■ STUDY MATERIAL:

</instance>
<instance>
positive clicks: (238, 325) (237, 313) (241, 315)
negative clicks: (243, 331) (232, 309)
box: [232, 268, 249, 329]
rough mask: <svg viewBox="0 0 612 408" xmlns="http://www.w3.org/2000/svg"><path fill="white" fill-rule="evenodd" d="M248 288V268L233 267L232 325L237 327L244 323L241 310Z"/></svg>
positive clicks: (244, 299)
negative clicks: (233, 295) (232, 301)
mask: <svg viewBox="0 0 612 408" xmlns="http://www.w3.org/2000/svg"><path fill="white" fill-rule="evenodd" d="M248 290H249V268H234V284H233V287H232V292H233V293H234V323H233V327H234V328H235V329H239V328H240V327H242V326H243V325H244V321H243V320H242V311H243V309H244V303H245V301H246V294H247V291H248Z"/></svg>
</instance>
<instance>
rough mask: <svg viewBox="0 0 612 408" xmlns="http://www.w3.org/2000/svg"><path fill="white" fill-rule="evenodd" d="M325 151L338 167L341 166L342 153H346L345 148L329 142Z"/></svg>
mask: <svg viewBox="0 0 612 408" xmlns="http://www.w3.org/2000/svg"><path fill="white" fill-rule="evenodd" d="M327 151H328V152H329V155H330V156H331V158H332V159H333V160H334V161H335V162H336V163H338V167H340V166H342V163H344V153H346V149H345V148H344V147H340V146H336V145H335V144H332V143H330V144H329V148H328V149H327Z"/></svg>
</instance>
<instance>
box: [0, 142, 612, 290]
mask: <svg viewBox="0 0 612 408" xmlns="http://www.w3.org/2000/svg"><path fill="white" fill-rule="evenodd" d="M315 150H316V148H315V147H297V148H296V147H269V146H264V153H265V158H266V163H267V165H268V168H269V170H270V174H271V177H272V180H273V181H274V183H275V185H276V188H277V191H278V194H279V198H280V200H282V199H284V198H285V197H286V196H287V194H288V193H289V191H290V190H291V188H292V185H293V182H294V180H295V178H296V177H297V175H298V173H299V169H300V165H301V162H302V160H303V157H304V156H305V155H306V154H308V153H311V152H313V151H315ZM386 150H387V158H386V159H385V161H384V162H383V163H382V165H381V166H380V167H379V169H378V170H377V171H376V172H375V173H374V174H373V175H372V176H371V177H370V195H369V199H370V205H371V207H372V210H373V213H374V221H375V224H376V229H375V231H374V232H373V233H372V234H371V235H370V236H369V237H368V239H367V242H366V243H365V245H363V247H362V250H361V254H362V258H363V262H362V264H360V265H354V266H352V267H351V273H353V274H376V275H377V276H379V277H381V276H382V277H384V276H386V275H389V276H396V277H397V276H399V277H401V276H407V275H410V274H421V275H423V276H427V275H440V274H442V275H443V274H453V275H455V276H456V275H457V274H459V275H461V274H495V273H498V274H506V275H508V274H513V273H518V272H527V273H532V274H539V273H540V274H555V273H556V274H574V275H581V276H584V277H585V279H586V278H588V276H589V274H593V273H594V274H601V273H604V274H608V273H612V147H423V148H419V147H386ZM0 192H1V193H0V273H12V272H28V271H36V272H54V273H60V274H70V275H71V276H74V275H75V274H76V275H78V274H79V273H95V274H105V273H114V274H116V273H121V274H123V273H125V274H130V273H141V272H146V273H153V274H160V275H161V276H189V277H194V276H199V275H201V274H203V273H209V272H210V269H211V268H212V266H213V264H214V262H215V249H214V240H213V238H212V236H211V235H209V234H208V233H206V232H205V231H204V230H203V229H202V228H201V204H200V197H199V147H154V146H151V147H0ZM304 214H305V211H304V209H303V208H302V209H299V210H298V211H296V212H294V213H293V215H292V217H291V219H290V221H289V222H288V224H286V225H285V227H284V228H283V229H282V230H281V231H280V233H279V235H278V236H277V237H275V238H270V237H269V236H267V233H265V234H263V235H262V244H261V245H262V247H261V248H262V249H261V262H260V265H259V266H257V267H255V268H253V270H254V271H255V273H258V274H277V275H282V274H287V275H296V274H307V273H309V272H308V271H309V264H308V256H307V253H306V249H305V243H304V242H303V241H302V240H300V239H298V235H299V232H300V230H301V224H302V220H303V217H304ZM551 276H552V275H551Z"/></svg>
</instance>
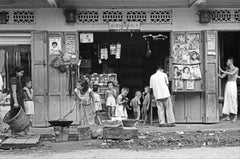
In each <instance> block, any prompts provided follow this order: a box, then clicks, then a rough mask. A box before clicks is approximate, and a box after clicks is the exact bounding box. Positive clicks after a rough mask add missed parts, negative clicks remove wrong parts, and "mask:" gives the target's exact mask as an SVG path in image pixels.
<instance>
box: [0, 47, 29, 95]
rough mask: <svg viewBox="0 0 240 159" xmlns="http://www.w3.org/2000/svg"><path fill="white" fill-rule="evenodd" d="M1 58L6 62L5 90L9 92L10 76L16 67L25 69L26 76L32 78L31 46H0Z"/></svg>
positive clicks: (5, 71) (24, 69)
mask: <svg viewBox="0 0 240 159" xmlns="http://www.w3.org/2000/svg"><path fill="white" fill-rule="evenodd" d="M0 50H1V51H3V52H2V56H1V58H4V61H5V66H4V70H5V75H4V76H3V80H4V81H5V82H4V89H5V91H8V90H9V89H10V88H9V80H10V75H11V73H12V72H13V70H14V68H15V67H17V66H18V67H20V66H21V67H23V68H24V76H28V77H31V46H30V45H13V46H12V45H9V46H0Z"/></svg>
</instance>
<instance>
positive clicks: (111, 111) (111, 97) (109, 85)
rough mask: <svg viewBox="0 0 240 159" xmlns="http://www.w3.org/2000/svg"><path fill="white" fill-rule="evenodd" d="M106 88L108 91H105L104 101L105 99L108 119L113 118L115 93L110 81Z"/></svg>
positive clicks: (110, 81) (115, 91)
mask: <svg viewBox="0 0 240 159" xmlns="http://www.w3.org/2000/svg"><path fill="white" fill-rule="evenodd" d="M107 86H108V90H107V91H106V96H105V99H106V106H107V112H108V117H109V118H110V117H113V116H115V109H116V96H117V92H116V90H115V89H114V83H113V82H112V81H109V82H108V84H107Z"/></svg>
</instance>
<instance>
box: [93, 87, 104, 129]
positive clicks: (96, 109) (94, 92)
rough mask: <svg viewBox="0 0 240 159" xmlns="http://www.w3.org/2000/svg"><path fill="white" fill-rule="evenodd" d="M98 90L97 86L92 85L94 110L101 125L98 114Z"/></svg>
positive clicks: (98, 87)
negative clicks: (95, 111)
mask: <svg viewBox="0 0 240 159" xmlns="http://www.w3.org/2000/svg"><path fill="white" fill-rule="evenodd" d="M98 92H99V86H98V85H93V97H94V102H95V111H96V117H97V120H98V122H99V124H100V125H102V121H101V119H100V116H99V112H100V111H101V110H102V103H101V96H100V95H99V94H98Z"/></svg>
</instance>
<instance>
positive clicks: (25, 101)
mask: <svg viewBox="0 0 240 159" xmlns="http://www.w3.org/2000/svg"><path fill="white" fill-rule="evenodd" d="M23 91H24V107H25V113H26V115H28V116H29V118H30V122H31V125H30V126H32V119H33V115H34V103H33V89H32V81H31V79H30V77H25V78H24V80H23ZM30 126H29V127H28V128H27V130H26V133H30Z"/></svg>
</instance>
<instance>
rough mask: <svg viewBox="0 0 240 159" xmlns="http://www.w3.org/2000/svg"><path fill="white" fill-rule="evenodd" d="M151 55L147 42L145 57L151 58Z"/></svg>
mask: <svg viewBox="0 0 240 159" xmlns="http://www.w3.org/2000/svg"><path fill="white" fill-rule="evenodd" d="M151 55H152V51H151V49H150V44H149V41H148V40H147V52H146V56H147V57H151Z"/></svg>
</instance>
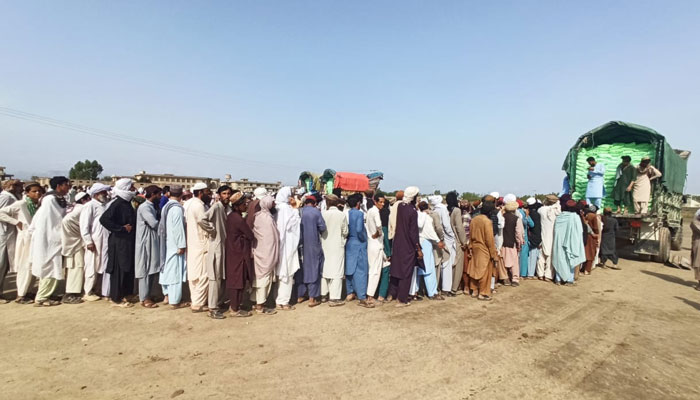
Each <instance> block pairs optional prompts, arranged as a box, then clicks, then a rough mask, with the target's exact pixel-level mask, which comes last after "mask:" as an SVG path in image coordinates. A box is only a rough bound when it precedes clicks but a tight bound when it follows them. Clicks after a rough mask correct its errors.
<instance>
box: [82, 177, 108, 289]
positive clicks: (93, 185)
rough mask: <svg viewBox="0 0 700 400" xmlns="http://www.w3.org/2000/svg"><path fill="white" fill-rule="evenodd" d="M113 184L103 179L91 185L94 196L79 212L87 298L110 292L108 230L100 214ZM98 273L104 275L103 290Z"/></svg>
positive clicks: (84, 285)
mask: <svg viewBox="0 0 700 400" xmlns="http://www.w3.org/2000/svg"><path fill="white" fill-rule="evenodd" d="M110 190H112V188H111V187H109V186H107V185H105V184H103V183H99V182H97V183H95V184H94V185H92V187H91V188H90V190H89V191H88V194H89V195H90V198H91V200H90V201H89V202H88V203H87V204H86V205H85V206H84V207H83V208H84V209H83V211H82V212H81V213H80V234H81V235H82V236H83V243H84V244H85V250H86V251H85V285H84V289H85V297H84V300H86V301H96V300H100V299H101V297H100V296H99V295H98V294H96V293H101V295H102V296H109V274H108V273H107V272H105V270H106V269H107V259H108V256H107V242H108V239H109V231H108V230H106V229H105V228H104V227H103V226H102V224H100V217H102V214H103V213H104V211H105V210H106V209H107V201H108V200H109V199H108V193H109V191H110ZM98 276H101V277H102V284H101V290H100V289H99V288H95V283H96V281H97V278H98Z"/></svg>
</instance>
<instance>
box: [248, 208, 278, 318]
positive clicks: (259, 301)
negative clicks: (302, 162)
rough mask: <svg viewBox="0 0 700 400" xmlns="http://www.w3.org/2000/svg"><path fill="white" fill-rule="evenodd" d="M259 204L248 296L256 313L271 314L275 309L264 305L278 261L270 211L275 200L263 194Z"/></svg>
mask: <svg viewBox="0 0 700 400" xmlns="http://www.w3.org/2000/svg"><path fill="white" fill-rule="evenodd" d="M259 205H260V211H258V212H257V213H256V215H255V224H254V225H253V235H255V240H254V241H253V262H254V265H255V279H254V280H253V285H252V286H253V292H252V293H251V296H250V297H251V300H252V301H255V307H254V310H255V312H256V313H257V314H263V315H272V314H277V311H275V309H270V308H267V307H265V303H266V302H267V296H268V295H269V294H270V289H271V288H272V281H273V277H274V274H275V267H276V266H277V262H278V261H279V245H280V238H279V232H278V231H277V225H276V224H275V219H274V217H273V216H272V213H271V212H270V210H271V209H272V208H273V207H274V206H275V200H274V199H273V198H272V196H270V195H265V196H264V197H263V198H261V199H260V202H259Z"/></svg>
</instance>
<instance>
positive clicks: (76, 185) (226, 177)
mask: <svg viewBox="0 0 700 400" xmlns="http://www.w3.org/2000/svg"><path fill="white" fill-rule="evenodd" d="M10 176H11V175H10ZM121 178H131V179H133V180H134V186H136V187H137V188H139V187H146V186H148V185H158V186H160V187H163V186H174V185H180V186H182V187H183V188H185V189H191V188H192V186H194V184H195V183H197V182H204V183H206V184H207V186H209V188H210V189H212V191H215V190H216V189H217V188H218V187H219V186H221V185H229V186H231V188H232V189H236V190H240V191H242V192H252V191H253V190H255V188H258V187H264V188H265V189H267V190H268V192H276V191H278V190H279V189H280V188H281V187H282V182H259V181H251V180H248V179H247V178H243V179H240V180H236V181H234V180H231V175H230V174H226V175H225V177H224V179H223V180H221V179H215V178H208V177H205V176H181V175H173V174H147V173H146V171H139V172H138V173H137V174H135V175H134V176H117V175H112V176H110V177H103V178H102V179H100V180H85V179H71V182H72V183H73V185H75V186H80V187H90V186H92V185H93V184H94V183H95V182H101V183H104V184H106V185H114V183H115V182H116V181H118V180H119V179H121ZM50 179H51V178H48V177H43V178H39V179H38V182H39V184H40V185H42V186H48V185H49V180H50Z"/></svg>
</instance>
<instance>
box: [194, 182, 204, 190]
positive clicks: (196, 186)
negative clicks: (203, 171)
mask: <svg viewBox="0 0 700 400" xmlns="http://www.w3.org/2000/svg"><path fill="white" fill-rule="evenodd" d="M206 188H207V184H206V183H204V182H197V183H195V184H194V186H192V191H193V192H194V191H195V190H204V189H206Z"/></svg>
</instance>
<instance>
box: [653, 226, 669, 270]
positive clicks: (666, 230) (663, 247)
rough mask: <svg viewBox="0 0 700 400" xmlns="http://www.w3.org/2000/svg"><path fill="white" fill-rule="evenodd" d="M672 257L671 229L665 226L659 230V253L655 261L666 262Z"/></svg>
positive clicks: (663, 263) (655, 258) (661, 262)
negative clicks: (665, 226) (671, 252)
mask: <svg viewBox="0 0 700 400" xmlns="http://www.w3.org/2000/svg"><path fill="white" fill-rule="evenodd" d="M670 258H671V230H670V229H668V228H667V227H663V228H661V229H660V230H659V254H658V255H656V256H654V261H656V262H658V263H662V264H665V263H666V262H667V261H668V260H669V259H670Z"/></svg>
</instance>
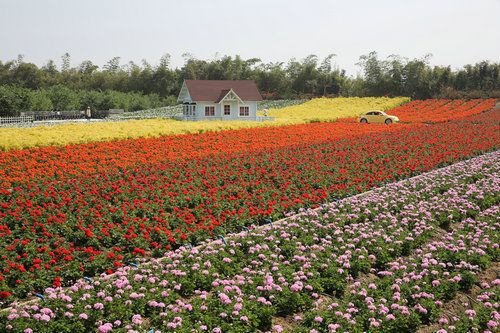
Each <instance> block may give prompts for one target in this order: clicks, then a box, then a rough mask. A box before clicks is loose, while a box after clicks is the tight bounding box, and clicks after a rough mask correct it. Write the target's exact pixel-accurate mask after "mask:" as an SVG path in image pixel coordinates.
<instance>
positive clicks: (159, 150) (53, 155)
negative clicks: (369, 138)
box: [0, 123, 400, 188]
mask: <svg viewBox="0 0 500 333" xmlns="http://www.w3.org/2000/svg"><path fill="white" fill-rule="evenodd" d="M399 129H400V128H396V127H388V126H383V125H376V126H370V127H367V126H358V125H357V124H336V123H324V124H323V123H315V124H308V125H292V126H284V127H270V128H253V129H243V130H226V131H220V132H208V133H203V134H186V135H176V136H164V137H160V138H144V139H129V140H120V141H111V142H98V143H89V144H79V145H70V146H65V147H58V146H52V147H44V148H38V149H26V150H14V151H8V152H2V151H0V186H3V187H7V188H10V187H15V186H18V185H20V184H23V183H26V182H29V181H32V180H38V179H47V180H50V179H53V178H56V179H58V180H65V179H69V178H75V177H79V176H83V175H89V174H99V173H108V172H110V170H120V169H123V168H129V167H134V166H144V165H154V164H158V163H164V162H168V161H175V160H179V159H192V158H201V157H207V156H212V155H219V154H231V153H236V152H242V151H245V152H253V151H261V150H266V149H270V148H284V147H289V146H295V145H299V144H311V143H318V142H324V141H326V140H338V139H342V138H350V137H353V136H363V135H367V134H370V133H374V132H394V131H397V130H399ZM264 138H265V139H264Z"/></svg>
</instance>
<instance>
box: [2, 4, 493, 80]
mask: <svg viewBox="0 0 500 333" xmlns="http://www.w3.org/2000/svg"><path fill="white" fill-rule="evenodd" d="M370 51H377V52H378V53H379V55H380V56H381V57H386V56H388V55H390V54H399V55H401V56H404V57H408V58H414V57H423V56H424V55H425V54H427V53H432V54H433V57H432V58H431V64H436V65H448V64H449V65H451V66H452V68H458V67H461V66H462V65H464V64H467V63H474V62H476V61H479V60H485V59H486V60H491V61H500V0H470V1H466V0H433V1H432V0H420V1H417V0H412V1H404V0H399V1H398V0H373V1H368V0H357V1H356V0H354V1H333V0H331V1H328V0H308V1H306V0H288V1H285V0H184V1H176V0H163V1H161V0H142V1H139V0H136V1H132V0H79V1H76V0H64V1H63V0H0V60H2V61H5V60H12V59H15V58H17V55H18V54H23V55H24V56H25V61H29V62H34V63H36V64H38V65H43V64H44V63H46V62H47V60H49V59H53V60H55V61H56V63H57V64H58V65H60V63H61V55H63V54H64V53H65V52H69V53H70V55H71V65H72V66H75V65H78V64H79V63H81V62H82V61H83V60H87V59H88V60H91V61H92V62H94V63H95V64H97V65H99V66H102V65H103V64H104V63H106V62H107V61H108V60H109V59H111V58H112V57H115V56H120V57H121V63H122V64H126V63H127V62H128V61H130V60H133V61H136V62H140V60H141V59H146V60H147V61H149V62H150V63H152V64H157V63H158V60H159V58H160V57H161V56H162V55H163V54H165V53H169V54H171V55H172V66H174V67H176V66H181V65H182V64H183V61H184V60H183V58H182V54H183V53H185V52H189V53H191V54H192V55H194V56H195V57H196V58H199V59H213V58H214V57H216V56H217V55H219V56H220V55H226V54H227V55H236V54H239V55H241V56H242V57H243V58H251V57H258V58H260V59H262V61H264V62H270V61H273V62H275V61H285V62H286V61H288V60H289V59H290V58H292V57H295V58H297V59H302V58H304V57H305V56H307V55H308V54H316V55H318V56H319V57H321V58H322V57H324V56H326V55H328V54H330V53H335V54H337V57H336V58H335V61H336V64H337V65H338V66H339V67H340V68H344V69H346V70H347V71H348V73H349V74H356V72H358V71H359V68H358V67H357V66H356V65H355V64H356V63H357V62H358V60H359V56H360V55H362V54H367V53H368V52H370Z"/></svg>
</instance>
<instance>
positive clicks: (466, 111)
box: [390, 98, 495, 122]
mask: <svg viewBox="0 0 500 333" xmlns="http://www.w3.org/2000/svg"><path fill="white" fill-rule="evenodd" d="M494 106H495V100H494V99H492V98H490V99H485V100H482V99H471V100H469V101H464V100H460V99H457V100H449V99H428V100H424V101H420V100H417V101H412V102H409V103H407V104H404V105H401V106H399V107H396V108H394V109H392V110H391V111H390V113H391V115H395V116H397V117H398V118H399V119H400V120H401V121H403V122H441V121H449V120H456V119H463V118H466V117H469V116H472V115H475V114H479V113H481V112H484V111H486V110H490V109H492V108H493V107H494Z"/></svg>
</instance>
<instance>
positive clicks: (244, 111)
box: [240, 106, 250, 117]
mask: <svg viewBox="0 0 500 333" xmlns="http://www.w3.org/2000/svg"><path fill="white" fill-rule="evenodd" d="M249 115H250V108H249V107H248V106H240V116H241V117H248V116H249Z"/></svg>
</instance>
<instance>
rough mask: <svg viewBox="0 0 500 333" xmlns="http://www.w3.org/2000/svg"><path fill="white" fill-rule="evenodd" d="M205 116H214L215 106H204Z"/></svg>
mask: <svg viewBox="0 0 500 333" xmlns="http://www.w3.org/2000/svg"><path fill="white" fill-rule="evenodd" d="M205 116H207V117H213V116H215V106H205Z"/></svg>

■ WHAT IS NEEDED:
Please count the lines in the data above that contain the string "negative" with matching case, and reply with only that number.

■ FINAL ANSWER:
8